Segment Start: Data in this exercise

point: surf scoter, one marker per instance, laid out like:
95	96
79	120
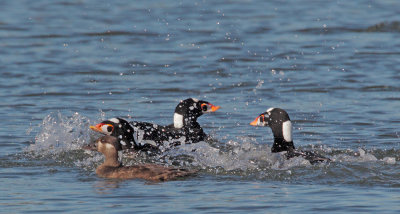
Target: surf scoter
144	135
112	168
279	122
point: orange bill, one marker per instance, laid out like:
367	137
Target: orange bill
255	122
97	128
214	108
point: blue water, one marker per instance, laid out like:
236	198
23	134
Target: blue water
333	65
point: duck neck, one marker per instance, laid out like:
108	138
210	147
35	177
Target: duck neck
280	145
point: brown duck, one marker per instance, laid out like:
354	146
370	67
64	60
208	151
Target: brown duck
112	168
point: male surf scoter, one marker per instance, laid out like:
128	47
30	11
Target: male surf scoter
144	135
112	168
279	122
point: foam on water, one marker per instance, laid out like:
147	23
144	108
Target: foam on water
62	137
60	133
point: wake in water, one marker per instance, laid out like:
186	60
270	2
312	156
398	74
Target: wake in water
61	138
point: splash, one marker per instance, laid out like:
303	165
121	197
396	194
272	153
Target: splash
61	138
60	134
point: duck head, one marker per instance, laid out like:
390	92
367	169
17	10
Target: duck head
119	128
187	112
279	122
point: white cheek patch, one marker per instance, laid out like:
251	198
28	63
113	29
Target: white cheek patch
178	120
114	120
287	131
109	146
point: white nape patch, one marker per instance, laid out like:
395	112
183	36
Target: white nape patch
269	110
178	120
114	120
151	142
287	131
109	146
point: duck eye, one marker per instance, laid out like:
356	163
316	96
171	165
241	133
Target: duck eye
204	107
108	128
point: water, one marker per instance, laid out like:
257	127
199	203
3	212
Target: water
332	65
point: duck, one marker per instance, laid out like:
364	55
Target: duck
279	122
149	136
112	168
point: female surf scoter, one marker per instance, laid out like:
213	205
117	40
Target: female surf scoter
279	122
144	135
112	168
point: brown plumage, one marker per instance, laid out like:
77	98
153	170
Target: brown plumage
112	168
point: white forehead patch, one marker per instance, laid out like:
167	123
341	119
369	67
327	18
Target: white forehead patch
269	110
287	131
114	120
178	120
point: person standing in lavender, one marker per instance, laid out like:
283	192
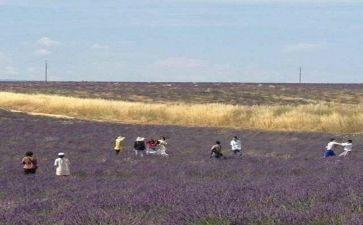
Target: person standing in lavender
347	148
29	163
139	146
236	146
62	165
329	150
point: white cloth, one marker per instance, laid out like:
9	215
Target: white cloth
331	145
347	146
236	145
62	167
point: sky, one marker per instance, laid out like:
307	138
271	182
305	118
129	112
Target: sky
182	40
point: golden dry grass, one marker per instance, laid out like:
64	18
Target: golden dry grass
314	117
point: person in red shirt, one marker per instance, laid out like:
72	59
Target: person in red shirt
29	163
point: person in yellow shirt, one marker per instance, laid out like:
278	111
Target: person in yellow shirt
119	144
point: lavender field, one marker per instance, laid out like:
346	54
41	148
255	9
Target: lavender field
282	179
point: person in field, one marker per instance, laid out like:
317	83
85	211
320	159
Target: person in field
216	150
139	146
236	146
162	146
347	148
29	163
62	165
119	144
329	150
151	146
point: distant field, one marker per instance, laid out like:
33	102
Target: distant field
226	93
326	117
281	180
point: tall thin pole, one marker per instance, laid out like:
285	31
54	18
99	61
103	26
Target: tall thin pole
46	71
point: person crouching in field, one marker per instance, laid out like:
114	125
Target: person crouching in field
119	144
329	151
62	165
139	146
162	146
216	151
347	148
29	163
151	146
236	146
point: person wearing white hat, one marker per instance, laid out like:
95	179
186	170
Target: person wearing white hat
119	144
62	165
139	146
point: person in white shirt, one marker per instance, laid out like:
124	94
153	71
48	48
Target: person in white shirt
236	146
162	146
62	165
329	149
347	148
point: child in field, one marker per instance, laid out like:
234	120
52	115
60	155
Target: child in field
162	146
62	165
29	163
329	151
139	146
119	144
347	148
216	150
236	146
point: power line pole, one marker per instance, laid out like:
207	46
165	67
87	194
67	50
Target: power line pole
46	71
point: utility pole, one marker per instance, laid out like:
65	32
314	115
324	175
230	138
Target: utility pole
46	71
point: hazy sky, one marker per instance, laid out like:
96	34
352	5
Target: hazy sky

Segment End: Data in this exercise

▸ **Problem details**:
Look through the entries above and list every line containing "hazy".

▸ **Output of the task**:
point: hazy sky, one marker per instance, laid out like:
Target: hazy sky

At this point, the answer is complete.